• **Your instructions**
Reproduce the lines starting at "Question. Locate the sandpit" and ending at "x=251 y=174", swapping "parking lot" for "car park" and leaving everything else untouched.

• **Location identification rows**
════

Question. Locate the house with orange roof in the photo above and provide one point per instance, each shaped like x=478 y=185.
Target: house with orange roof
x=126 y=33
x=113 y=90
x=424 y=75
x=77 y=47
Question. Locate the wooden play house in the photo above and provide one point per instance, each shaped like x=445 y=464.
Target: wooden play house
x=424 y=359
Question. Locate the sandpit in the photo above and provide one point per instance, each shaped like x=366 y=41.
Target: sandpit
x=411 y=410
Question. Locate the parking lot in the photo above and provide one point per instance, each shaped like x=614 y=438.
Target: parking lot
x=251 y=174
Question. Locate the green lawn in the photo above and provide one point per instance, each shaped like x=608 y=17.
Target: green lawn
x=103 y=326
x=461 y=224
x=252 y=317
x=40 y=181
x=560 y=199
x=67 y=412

════

• **Written response**
Question. Locate the sandpit in the photo above and provide one point per instance, each shaped like x=366 y=41.
Target: sandpit
x=411 y=410
Question. Locate the car park in the photo above and provide one point per instance, each shaped like x=614 y=438.
Target: car park
x=251 y=174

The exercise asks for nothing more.